>> BEGIN

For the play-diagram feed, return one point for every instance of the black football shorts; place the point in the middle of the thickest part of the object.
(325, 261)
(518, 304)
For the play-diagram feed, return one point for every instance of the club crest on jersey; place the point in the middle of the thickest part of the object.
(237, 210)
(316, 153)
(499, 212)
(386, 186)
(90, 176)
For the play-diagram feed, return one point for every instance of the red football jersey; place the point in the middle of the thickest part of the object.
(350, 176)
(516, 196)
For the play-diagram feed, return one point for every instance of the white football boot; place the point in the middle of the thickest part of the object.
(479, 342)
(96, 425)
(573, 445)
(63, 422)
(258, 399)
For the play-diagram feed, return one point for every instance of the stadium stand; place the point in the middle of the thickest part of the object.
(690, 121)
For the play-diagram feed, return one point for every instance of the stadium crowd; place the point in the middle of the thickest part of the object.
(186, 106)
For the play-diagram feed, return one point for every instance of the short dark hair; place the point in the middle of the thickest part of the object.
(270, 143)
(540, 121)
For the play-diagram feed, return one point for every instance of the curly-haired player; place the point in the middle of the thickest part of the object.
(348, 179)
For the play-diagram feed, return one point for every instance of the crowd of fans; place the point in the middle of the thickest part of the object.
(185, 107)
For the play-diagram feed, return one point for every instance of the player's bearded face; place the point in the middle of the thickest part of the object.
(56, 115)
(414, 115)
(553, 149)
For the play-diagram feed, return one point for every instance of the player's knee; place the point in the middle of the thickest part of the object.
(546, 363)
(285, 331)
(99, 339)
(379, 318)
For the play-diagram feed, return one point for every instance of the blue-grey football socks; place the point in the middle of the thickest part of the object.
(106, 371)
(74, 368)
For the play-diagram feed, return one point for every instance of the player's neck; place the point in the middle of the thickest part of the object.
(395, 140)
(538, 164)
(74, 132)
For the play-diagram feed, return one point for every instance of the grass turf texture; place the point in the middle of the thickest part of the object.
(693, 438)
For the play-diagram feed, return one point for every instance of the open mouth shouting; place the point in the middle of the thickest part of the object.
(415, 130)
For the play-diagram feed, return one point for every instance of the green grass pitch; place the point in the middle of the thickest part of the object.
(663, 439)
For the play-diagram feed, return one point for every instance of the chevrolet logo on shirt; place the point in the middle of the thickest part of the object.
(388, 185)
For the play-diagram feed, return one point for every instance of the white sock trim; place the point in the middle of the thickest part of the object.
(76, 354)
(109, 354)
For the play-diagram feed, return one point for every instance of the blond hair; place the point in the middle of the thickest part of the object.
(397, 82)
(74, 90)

>> END

= TASK GOAL =
Swap every "play-diagram feed" in the records above for "match-analysis feed", then write out all the records again with nothing else changed.

= COMPLETE RESPONSE =
For the match-analysis feed, return one point for every instance of the black football shorts; place the point in the middle of the thickest part of the object.
(325, 261)
(518, 304)
For the match-analysis feed, return one point for every instance of the club crest on jersey; place the point in the middle of the thickest part of the object.
(237, 210)
(316, 153)
(499, 212)
(386, 186)
(90, 176)
For the match-analysis feed, return one point for every instance of the red football jersey; place the point in the middle of the thickest part of the object.
(350, 176)
(516, 196)
For the match-analysis feed, return one point for every instance of the white football boot; place the point in the middle of the thickest part of the object.
(479, 342)
(96, 425)
(573, 445)
(63, 422)
(258, 399)
For the match-analysis feed, return one point for every instance of the stadium stand; place the point in the middle of the thickest part of the object.
(690, 121)
For the match-analysis feed, return one point for every instance of the stadium crowd; place the point in the middle of the thickest part of the object.
(186, 106)
For the match-analysis feed, return one point for every instance of the short dark hair; place the point in the middle of the thickest part of the object.
(270, 143)
(540, 121)
For the match-analysis feed, return one point for every instance of the curly-haired player; place the point in the middle of the thickest part of the object.
(348, 179)
For the match-analysis feed, return one point for every instance of the crowd of fans; place the point in the middle of the thickest part of the object.
(185, 107)
For the match-analysis feed, return one point for every instance of the player's bearded face; place the point in the middle of the thickest part of the object.
(56, 115)
(414, 115)
(553, 149)
For the match-analysis feed, return one point for every instance of the player's knee; place the point in the middle of the thickest part of the object.
(546, 363)
(285, 331)
(99, 339)
(379, 318)
For the match-analysis feed, return one point for every instance of the blue-grey football socks; place the point in the middle of the thickest part of the object.
(106, 371)
(74, 368)
For the match-analysis feed, return one point for every instance of the player's neck; place the point in the middle of the thickest part of the object.
(395, 140)
(538, 164)
(74, 132)
For the match-analysis feed, return one point for every instance of the grass turf texture; place the point in the middle of the thickest part of the object.
(693, 438)
For the match-analysis feed, return one point for every instance of the open mouth shouting; place the point in the middle of the thickest part of the object.
(415, 130)
For the match-analysis feed, return one point for every instance of the green grass pitch; place the point in the middle of the thickest part of the object.
(663, 439)
For the match-analysis feed, return one point for every instance of the chevrolet logo on shirt; place the point in the middle of the thickest part of the object.
(388, 185)
For the match-analysis feed, return one point for every instance of the white sock trim; place the point in the middle of the thickest part of the object.
(76, 354)
(109, 354)
For the match-analysis feed, return one point for every instance of the blond hair; place the point in the middle of the thickest part of the object.
(397, 82)
(74, 90)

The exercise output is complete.